Brief a ::
Locate each line in the records that contains the string "black" and copy those lines out. Case counts.

Text segment ::
## Begin

Yes, I'll be there and it'll be great to meet you. I'll put my request in now for you to give us your excellent rendition of Sitting In the Stern of A Boat!

----------


## Dagger Gordon

Cheers,

How are you getting there BTW?  Are you needing a lift on Friday to Achiltibuie from Ullapool?

I think I'm right in saying you are in Lewis so I imagine you are taking a ferry to Ullapool on Friday?

----------


## John Kelly

I'm going to be arriving in Ullapool at some time in the afternoon of Friday, Donaidh - just noting what Mr Gordon has said above, and will drive through to Achiltibuie to get to Kevin's for the evening session if this is of use to you or to anyone else who might be travelling there.  Will return to Ullapool after the session (hope the hotel gives a late key!) and then will be around all day on the Saturday to sample whatever is on offer.  I am staying there Saturday night as well before heading back to Dunoon on the Sunday.
if you need transport PM me and I'll give you my mobile number.

----------


## donaidh

Cheers Dagger & John! I will be coming over on the ferry but I'll have my own car so transport will be fine.

----------


## Eddie Sheehy

Roisin Dubh... On a Baritone Resonator Mandola



and Crested Hens...

----------


## Marty Jacobson

Wrong account.  :Wink:

----------


## MonicaJacobson

Oops, accidentally posted on Marty's... 

As I was saying...

I'm glad someone started this thread. While I am growing to enjoy all mandolin music more and more, when I want to play, I play slow celtic airs. I say celtic because I don't really know whether they are Irish or Scottish, I just like them. Unfortunately, it does indeed seem to be really hard to get a slow air to sound good on a mandolin and to make matters worse, my tremolo is terrible. 

Here's what I've come up with meanwhile:



I've actually started playing around with a Waldzither and I have great hopes for the extra string and the longer sustain once I get better at playing it.

With this one, I was trying to do a more Andy Irvine continuous flow of play. Not like Andy Irvine, don't mistake me, just with his style in mind. Heh.

## End

Entries from a dataset
## Begin

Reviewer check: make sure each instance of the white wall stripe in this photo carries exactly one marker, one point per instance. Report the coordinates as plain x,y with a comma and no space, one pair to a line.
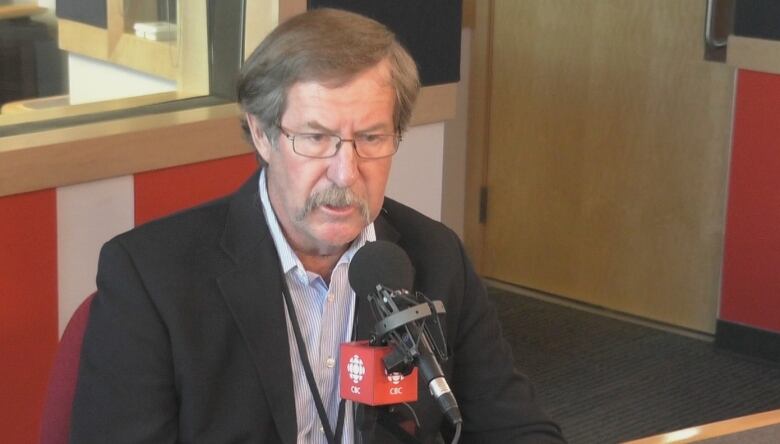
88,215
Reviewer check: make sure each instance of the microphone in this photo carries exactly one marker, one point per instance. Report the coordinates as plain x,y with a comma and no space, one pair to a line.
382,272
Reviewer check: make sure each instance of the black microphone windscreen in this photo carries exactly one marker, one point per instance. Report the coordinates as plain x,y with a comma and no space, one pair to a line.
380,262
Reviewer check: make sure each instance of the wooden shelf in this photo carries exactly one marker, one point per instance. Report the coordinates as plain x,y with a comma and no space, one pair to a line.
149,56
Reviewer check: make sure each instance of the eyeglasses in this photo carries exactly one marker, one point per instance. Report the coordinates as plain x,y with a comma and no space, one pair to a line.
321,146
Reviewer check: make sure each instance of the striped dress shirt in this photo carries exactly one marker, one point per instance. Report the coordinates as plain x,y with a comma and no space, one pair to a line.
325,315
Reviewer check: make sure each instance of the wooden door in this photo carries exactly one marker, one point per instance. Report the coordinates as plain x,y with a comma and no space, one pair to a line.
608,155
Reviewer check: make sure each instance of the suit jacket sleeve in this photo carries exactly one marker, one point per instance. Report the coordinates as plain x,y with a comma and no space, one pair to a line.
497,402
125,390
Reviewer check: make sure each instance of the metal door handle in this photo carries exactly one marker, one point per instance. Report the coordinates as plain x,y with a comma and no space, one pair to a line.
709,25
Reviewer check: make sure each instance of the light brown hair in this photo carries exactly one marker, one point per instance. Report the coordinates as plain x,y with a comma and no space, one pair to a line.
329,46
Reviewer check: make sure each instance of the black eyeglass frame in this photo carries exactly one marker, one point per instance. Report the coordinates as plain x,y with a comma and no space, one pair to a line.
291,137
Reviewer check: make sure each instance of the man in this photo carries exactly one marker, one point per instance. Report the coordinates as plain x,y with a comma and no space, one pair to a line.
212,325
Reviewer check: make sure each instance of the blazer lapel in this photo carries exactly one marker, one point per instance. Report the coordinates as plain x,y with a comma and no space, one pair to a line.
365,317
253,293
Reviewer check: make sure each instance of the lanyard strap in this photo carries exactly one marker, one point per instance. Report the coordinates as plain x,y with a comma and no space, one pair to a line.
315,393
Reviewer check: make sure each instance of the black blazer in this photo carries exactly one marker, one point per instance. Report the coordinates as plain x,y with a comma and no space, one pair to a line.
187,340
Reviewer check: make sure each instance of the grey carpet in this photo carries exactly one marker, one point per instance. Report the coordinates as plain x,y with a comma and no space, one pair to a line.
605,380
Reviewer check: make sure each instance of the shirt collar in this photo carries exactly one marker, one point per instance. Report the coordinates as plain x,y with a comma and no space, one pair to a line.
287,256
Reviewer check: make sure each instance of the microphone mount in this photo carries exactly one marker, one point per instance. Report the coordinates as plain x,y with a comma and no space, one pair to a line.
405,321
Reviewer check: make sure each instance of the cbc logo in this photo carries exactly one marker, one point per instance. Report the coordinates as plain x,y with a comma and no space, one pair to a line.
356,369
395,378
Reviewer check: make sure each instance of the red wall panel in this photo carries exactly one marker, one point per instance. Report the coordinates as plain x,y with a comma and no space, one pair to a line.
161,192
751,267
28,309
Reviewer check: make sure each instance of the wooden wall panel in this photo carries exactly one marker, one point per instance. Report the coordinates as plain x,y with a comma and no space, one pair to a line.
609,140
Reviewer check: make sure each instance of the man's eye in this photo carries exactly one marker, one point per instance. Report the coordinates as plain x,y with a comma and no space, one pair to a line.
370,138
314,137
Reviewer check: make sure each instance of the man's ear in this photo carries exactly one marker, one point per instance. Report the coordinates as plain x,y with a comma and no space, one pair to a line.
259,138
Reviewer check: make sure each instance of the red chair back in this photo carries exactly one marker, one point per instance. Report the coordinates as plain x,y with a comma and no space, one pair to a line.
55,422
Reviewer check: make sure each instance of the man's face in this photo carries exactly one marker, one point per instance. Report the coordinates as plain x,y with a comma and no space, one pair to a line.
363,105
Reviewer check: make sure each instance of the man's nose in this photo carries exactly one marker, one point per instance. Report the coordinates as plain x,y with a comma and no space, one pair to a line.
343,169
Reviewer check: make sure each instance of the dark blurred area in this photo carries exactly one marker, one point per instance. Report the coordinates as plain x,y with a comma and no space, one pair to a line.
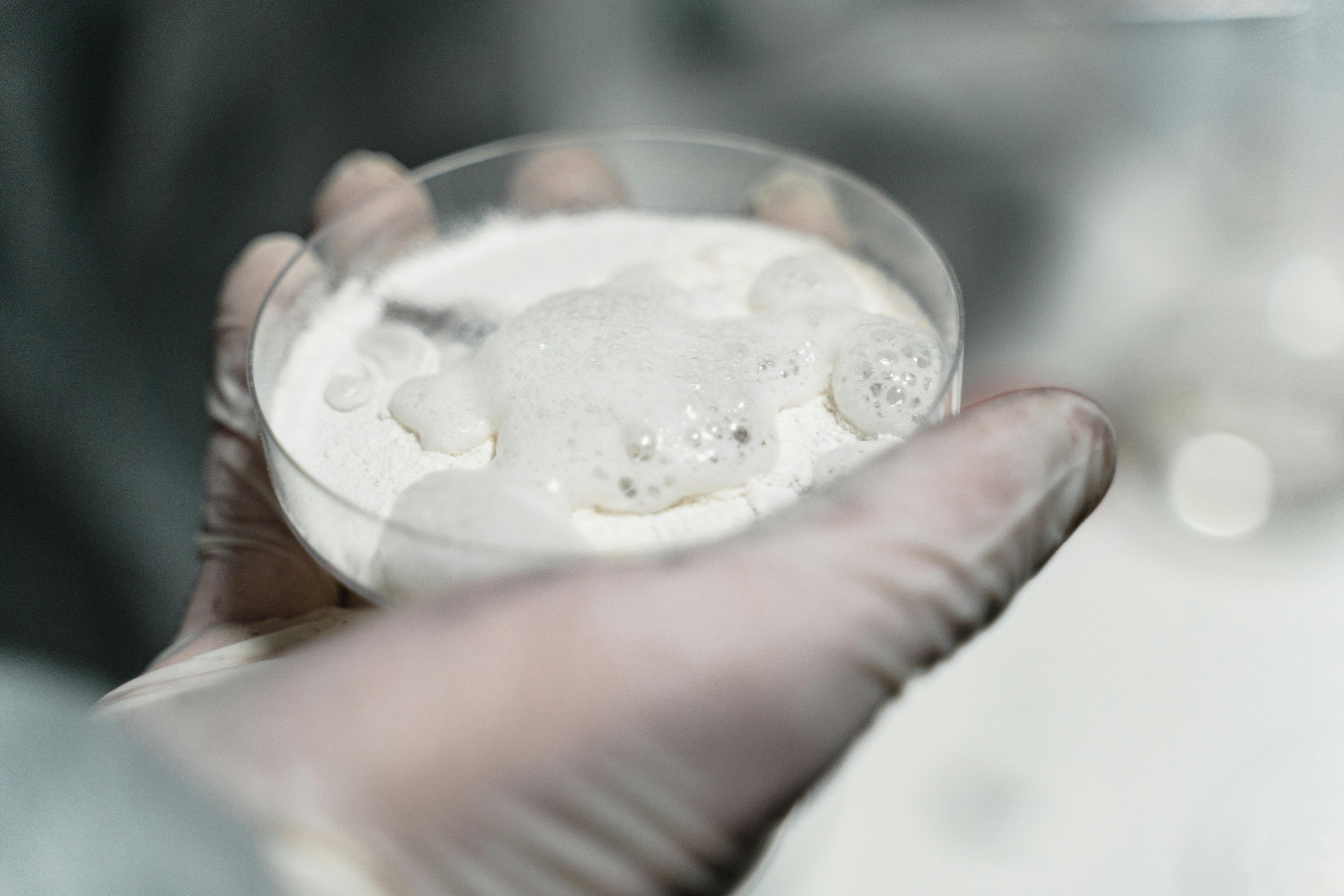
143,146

## End
## Begin

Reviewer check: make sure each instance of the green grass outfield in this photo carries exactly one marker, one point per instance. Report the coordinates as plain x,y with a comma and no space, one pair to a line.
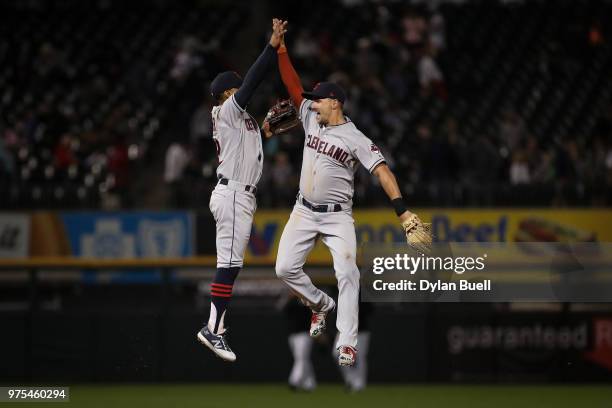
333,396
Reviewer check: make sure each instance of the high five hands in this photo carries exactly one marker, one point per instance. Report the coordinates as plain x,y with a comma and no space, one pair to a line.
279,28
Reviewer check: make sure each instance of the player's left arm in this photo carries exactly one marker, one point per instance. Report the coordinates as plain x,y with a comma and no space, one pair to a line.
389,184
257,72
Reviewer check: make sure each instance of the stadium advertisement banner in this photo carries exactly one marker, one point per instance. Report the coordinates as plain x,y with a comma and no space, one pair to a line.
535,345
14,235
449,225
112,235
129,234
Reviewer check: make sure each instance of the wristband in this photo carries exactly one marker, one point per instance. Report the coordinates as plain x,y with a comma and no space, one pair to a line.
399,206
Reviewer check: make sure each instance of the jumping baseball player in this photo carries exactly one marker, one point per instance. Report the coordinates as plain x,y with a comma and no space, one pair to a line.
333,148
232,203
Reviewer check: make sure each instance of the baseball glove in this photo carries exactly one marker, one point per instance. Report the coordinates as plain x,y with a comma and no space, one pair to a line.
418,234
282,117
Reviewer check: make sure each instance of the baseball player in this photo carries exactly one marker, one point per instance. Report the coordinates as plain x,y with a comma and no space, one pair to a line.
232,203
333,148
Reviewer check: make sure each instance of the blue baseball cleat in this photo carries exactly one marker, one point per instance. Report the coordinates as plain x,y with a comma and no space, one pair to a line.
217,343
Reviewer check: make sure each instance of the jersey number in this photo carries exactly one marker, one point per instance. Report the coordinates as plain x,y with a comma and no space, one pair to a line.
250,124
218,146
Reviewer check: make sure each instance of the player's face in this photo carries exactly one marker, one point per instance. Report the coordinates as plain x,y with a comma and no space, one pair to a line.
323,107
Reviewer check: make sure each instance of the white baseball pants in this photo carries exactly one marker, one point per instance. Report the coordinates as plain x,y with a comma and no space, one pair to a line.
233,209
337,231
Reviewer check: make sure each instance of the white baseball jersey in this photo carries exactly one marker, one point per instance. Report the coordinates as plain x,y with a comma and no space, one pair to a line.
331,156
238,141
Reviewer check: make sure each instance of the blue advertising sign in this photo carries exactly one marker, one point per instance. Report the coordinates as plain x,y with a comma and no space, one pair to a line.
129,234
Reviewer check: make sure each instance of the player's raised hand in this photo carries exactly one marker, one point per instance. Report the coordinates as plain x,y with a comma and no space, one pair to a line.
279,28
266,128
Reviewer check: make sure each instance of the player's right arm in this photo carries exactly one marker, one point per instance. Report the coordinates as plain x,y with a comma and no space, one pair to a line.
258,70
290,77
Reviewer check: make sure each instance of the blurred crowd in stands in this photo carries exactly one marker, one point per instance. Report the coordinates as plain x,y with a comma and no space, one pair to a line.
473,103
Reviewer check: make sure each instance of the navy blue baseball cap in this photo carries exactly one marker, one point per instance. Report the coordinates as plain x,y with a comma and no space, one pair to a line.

## End

Brief b ::
In the forum thread, what instrument does MonicaJacobson say she has started playing around with?

Complete answer a ::
Reviewer check: make sure each instance of the black microphone windscreen in this photo carries exactly one marker, one point per instance. Report the coordinates as plain x,y with a comma and no space, one pair to a line.
Reviewer check: make sure each instance of the black eyeglass frame in this photo carries exactly one marker, one point per instance. Report the coordinates as plain x,y with a comma and no space, one pair to a line.
Reviewer check: make sure each instance of the black blazer in this photo carries exactly one marker, one point per instance. Report the coordinates as plain x,y with a comma and no space, one pair to a line.

Complete answer b ::
A Waldzither.